• **Assignment**: Search the entries below for the line containing "Greenhouse-scouting task: tag the small"; from there to the end, return every line exactly and add nothing.

[Records for the task — start]

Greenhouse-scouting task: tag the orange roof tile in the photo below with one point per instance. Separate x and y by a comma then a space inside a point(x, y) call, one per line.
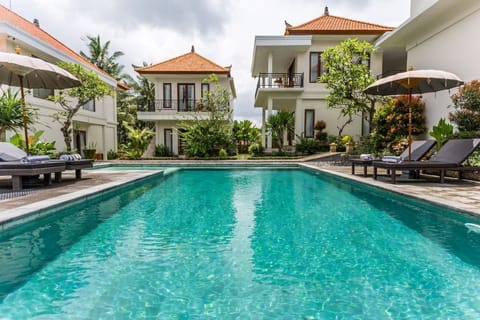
point(29, 27)
point(328, 24)
point(189, 63)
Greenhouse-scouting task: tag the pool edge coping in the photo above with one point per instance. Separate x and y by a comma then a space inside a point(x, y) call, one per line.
point(386, 186)
point(31, 211)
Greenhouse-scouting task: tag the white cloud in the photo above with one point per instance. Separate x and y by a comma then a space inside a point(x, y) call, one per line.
point(221, 30)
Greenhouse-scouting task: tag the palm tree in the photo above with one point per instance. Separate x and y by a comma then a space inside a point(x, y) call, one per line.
point(245, 133)
point(279, 123)
point(100, 56)
point(11, 117)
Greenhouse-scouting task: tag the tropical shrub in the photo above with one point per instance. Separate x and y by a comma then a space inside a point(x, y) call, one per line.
point(35, 145)
point(306, 145)
point(441, 132)
point(222, 153)
point(244, 134)
point(319, 134)
point(11, 116)
point(138, 140)
point(467, 107)
point(205, 137)
point(162, 151)
point(278, 124)
point(255, 149)
point(112, 155)
point(390, 122)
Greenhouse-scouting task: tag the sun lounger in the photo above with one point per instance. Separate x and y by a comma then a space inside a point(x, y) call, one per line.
point(450, 156)
point(9, 152)
point(19, 170)
point(419, 149)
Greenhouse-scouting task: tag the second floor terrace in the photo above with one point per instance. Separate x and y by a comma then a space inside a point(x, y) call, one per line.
point(280, 80)
point(176, 106)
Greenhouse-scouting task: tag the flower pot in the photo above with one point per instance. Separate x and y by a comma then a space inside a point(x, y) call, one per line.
point(89, 153)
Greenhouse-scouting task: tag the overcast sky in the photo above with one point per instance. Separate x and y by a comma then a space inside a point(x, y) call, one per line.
point(221, 30)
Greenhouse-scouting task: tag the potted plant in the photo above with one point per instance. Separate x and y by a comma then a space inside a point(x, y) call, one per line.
point(90, 150)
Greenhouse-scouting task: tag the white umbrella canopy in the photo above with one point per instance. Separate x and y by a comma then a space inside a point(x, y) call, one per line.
point(413, 82)
point(28, 72)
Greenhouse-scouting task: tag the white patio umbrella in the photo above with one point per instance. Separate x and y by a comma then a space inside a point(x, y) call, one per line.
point(413, 82)
point(28, 72)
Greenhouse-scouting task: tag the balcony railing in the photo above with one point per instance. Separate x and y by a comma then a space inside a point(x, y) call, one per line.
point(177, 105)
point(280, 80)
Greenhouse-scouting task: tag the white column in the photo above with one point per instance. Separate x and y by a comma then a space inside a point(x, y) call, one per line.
point(270, 68)
point(299, 115)
point(264, 130)
point(269, 113)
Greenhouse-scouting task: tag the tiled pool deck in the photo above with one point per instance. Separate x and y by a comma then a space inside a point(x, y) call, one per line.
point(462, 195)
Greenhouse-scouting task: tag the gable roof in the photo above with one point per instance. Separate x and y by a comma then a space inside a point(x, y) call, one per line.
point(189, 63)
point(35, 31)
point(328, 24)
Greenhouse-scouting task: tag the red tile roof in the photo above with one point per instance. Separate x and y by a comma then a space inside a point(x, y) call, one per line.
point(14, 19)
point(189, 63)
point(328, 24)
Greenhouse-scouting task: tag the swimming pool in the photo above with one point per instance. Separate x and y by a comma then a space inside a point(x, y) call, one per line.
point(243, 244)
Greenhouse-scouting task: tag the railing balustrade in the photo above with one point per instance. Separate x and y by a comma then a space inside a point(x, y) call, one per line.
point(280, 80)
point(176, 105)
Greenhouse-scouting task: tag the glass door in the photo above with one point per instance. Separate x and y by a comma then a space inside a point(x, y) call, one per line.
point(186, 97)
point(168, 136)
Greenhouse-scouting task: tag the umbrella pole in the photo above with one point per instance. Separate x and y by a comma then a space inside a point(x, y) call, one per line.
point(24, 114)
point(410, 125)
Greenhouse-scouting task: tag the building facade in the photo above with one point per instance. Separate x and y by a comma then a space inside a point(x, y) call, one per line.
point(96, 123)
point(287, 68)
point(179, 88)
point(440, 34)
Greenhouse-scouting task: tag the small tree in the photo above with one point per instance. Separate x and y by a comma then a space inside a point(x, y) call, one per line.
point(11, 117)
point(138, 140)
point(245, 133)
point(279, 123)
point(347, 75)
point(467, 107)
point(391, 121)
point(92, 88)
point(204, 137)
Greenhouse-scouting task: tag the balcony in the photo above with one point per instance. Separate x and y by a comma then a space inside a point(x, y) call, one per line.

[Records for the task — finish]

• **Written response**:
Greenhouse-scouting task: tag the small tree in the photo above with one point per instance. Separate x and y by a comma then a space inside a point(x, y) call, one per line.
point(11, 117)
point(138, 140)
point(245, 133)
point(279, 123)
point(347, 75)
point(467, 107)
point(391, 121)
point(92, 88)
point(204, 137)
Greenhouse-scouting task: tag the balcony in the photo above with one point per instance. Separate x and y by a comma then a space inside a point(x, y) call, one per line.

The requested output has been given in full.